Your goal.
Rewrite the lice bibliography between "Light et al. examined" and "BMC Biology 5(1):7-18.", inclusive, swapping each "phylogenetic relationships" for "evolutionary relationships".

Excerpted passage.

--------------------------------

Dov Block TA – Yue Zhang, Thursday – 3 pm EEOB 3310 – Evolution 15 September 2014

Wikipedia Project Topic and Annotated Bibliography

Research Question: How does the evolutionary history of human lice (Perdiculus humanus capitis, Perdiculus humanus corporis, and Pthirus pubis) inform and expand our understanding of human evolution?

References:

Kittler R, Kayser M, Stoneking M. 2003. Molecular evolution of Pediculus humanus and the origin of clothing. Current Biology 13:1414-1417.

Kittler et al. studied the divergence of human head louse (P. h. capitis) and human body louse (P. h. corporis). Using analysis of mitochondrial DNA, Kittler et al. conclude that there is greater diversity in African over non-African lice suggesting that the origin of human lice occurred in Africa. Additionally, Kittler et al. postulate that the divergence of the two species of lice occurred as a result of ecological separation (i.e. the use of clothing created distinct geographical regions on the human body). Given the estimated time of divergence of the two species of human lice, Kittler et al. extrapolate a rough estimate for the advent of clothing in human history. This article helps explain the divergence of two species of head lice and the possible human evolutionary explanation for such a divergence.

Light JE, Allen JM, Long LM, Carter TE, Barrow L, Suren G, Raoult D, Reed DL. 2008. Geographic distribution and origins of human head lice (Pediculus humanus capitis) based on mitochondrial data. Journal of Parasitology 94(6)1275-1281.

In this study, Light et al. three divergent clades (A, B, and C) of human head lice (P. h. capitis) and their geographic distributions. Analysis of mitochondrial DNA and geographic distribution reveal that clade B likely originated in North America (not Asia, as previously thought). The authors postulate a migration route for the B clade of human head lice out of North America and suggest that the beginning of European colonization was responsible for the spread of clade B human head lice out of North America.

Light JE, Smith VS, Allen JM, Durden LA, Reed DL. 2010. Evolutionary history of mammalian sucking lice (Phthiraptera: Anoplura). BMC Evolutionary Biology 10(1):292-307.

Light et al. examined the evolutionary history of 65 sucking lice taxa. Using molecular data, the authors constructed the phylogenetic relationships of the lice taxa and compare to morphological data available. Finally, the authors compare the phylogenetic relationships of lice to host relationships. Results from phylogenetic analyses suggest that sucking lice and mammals diverged at similar times in history. This article will be helpful for my research question by providing essential background information on the evolution of many species of lice and their coevolution with mammals.

Reed DL, Light JE, Allen JM, Kirchman JJ. 2007. Pair of lice lost or parasites regained: the evolutionary history of anthropoid primate lice. BMC Biology 5(1):7-18.

Reed et al. studied the 25 million year history of lice coevolution with their mammalian hosts. The results indicate that the current distribution of anthropoid primate lice is a result of many evolutionary events (e.g. cospeciation, parasite duplication, host switching, etc.) and the coevolutionary history of primates and their lice has not been parsimonious. This article provides details on the coevolutionary history of lice and their primate hosts and provides plausible explanations for the distribution of primate lice seen today.

Rick FM, Rocha GC, Dittmar K, Coimbra CEA, Reinhard K, Bouchet F, Ferreira LF, Araujo A. 2002. Crab Louse Infestation in Pre-Columbian America Journal of Parasitology 88(6)1266-1267.

Reed et al. examined evidence of Pthirus pubis (pubic lice) on South American mummified bodies. Using molecular dating, Reed et al. conclude that pubic lice were present before Columbus made contact with the New World. This finding suggests P. pubis arose around the time of human migration to the New World (well before the Columbian era).

--------------------------------

Provided data.
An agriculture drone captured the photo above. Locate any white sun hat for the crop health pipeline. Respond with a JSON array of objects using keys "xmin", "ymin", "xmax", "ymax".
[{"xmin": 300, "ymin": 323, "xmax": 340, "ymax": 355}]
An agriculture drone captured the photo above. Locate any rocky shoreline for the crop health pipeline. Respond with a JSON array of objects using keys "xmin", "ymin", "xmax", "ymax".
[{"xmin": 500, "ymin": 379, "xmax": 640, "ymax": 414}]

--------------------------------

Solution to this exercise.
Light et al. examined the evolutionary history of 65 sucking lice taxa. Using molecular data, the authors constructed the evolutionary relationships of the lice taxa and compare to morphological data available. Finally, the authors compare the evolutionary relationships of lice to host relationships. Results from phylogenetic analyses suggest that sucking lice and mammals diverged at similar times in history. This article will be helpful for my research question by providing essential background information on the evolution of many species of lice and their coevolution with mammals.

Reed DL, Light JE, Allen JM, Kirchman JJ. 2007. Pair of lice lost or parasites regained: the evolutionary history of anthropoid primate lice. BMC Biology 5(1):7-18.